■ Requirement ■
Count the lines below that contain the word "mouth", treating uppercase and lowercase as distinct, and state only the resulting number.

╭─ Record excerpts

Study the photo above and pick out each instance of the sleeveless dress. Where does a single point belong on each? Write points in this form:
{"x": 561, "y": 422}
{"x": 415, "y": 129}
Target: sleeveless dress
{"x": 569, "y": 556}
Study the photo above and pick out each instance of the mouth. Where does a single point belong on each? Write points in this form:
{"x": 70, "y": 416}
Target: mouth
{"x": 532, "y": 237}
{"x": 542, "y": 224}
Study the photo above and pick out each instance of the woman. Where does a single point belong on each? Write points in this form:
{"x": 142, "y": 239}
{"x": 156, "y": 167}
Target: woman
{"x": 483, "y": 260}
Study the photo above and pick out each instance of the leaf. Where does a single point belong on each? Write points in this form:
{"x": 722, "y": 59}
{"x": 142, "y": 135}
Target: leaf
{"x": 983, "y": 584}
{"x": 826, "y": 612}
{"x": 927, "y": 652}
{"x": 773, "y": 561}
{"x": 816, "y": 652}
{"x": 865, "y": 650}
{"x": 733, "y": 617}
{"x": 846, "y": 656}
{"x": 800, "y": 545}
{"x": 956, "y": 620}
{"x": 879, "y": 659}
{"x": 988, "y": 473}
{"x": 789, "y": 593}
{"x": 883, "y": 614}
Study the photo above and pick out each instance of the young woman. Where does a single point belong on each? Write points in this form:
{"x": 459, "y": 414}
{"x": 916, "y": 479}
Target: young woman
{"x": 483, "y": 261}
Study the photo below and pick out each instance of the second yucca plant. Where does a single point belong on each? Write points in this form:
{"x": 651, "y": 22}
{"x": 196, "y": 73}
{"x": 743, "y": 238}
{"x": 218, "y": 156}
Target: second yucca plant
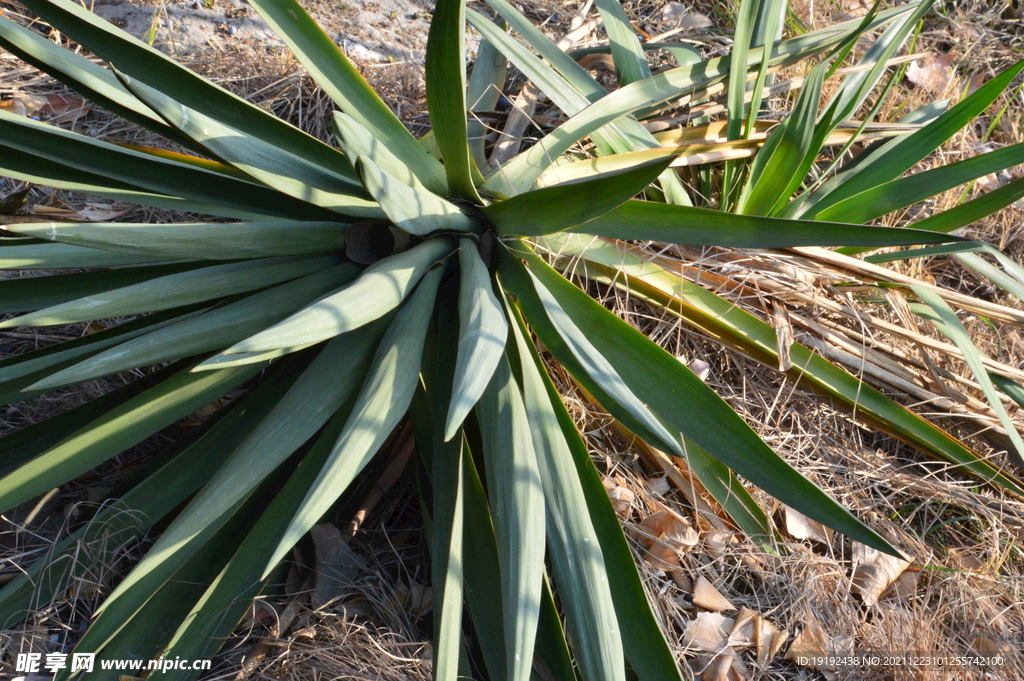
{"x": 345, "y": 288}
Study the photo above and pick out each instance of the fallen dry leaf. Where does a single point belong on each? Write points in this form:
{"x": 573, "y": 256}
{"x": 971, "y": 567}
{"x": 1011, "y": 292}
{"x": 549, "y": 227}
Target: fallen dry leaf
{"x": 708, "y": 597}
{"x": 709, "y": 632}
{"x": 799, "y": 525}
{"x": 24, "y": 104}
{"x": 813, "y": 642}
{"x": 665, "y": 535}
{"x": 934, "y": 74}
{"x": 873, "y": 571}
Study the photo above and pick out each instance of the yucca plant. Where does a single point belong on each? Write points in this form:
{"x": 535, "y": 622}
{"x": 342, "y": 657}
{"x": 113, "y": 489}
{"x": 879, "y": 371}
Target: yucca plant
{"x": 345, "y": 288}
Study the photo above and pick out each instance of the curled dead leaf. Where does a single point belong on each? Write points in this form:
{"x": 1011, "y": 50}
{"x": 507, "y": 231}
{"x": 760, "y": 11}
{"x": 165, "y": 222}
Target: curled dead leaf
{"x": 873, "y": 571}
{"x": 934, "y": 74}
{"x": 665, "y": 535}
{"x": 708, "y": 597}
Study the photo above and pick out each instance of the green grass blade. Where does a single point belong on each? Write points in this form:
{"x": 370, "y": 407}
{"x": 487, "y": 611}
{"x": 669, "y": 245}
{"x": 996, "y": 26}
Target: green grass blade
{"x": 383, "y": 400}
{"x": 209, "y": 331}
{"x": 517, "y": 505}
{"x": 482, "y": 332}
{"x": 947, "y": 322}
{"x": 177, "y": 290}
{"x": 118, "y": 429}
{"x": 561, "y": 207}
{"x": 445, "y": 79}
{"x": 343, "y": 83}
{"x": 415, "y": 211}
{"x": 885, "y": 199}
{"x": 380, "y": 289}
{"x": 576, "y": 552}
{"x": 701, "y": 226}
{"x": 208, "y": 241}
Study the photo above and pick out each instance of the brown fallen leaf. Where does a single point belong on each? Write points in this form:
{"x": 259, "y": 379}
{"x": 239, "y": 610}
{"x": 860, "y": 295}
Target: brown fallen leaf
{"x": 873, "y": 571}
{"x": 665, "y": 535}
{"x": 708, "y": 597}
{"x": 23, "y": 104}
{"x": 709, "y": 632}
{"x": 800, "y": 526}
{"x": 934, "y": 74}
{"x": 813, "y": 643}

╰─
╭─ Record excerpts

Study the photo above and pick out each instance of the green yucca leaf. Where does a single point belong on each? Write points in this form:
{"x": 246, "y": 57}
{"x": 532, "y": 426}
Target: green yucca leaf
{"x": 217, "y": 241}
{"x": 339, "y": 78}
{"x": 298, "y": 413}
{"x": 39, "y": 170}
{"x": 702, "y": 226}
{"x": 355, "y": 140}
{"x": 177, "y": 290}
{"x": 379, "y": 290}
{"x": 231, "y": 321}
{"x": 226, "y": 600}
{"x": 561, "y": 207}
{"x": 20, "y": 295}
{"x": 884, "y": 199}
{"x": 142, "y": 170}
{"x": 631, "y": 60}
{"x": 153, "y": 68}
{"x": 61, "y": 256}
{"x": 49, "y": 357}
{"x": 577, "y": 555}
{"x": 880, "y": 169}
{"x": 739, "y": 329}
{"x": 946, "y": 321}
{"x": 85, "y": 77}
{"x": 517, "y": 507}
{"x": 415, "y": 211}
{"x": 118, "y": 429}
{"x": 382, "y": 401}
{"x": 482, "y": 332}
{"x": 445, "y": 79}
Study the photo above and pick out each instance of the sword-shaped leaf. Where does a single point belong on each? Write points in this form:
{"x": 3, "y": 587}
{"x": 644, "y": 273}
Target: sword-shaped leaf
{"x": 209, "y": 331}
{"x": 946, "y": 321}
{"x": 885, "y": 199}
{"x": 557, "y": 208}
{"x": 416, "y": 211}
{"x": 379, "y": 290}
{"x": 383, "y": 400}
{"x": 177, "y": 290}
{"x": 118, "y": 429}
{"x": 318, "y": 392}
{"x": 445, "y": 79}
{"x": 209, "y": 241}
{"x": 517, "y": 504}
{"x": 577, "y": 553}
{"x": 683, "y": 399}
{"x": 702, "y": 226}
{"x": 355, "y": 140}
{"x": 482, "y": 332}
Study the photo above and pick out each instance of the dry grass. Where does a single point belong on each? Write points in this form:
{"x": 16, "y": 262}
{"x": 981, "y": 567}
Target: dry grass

╰─

■ The answer ■
2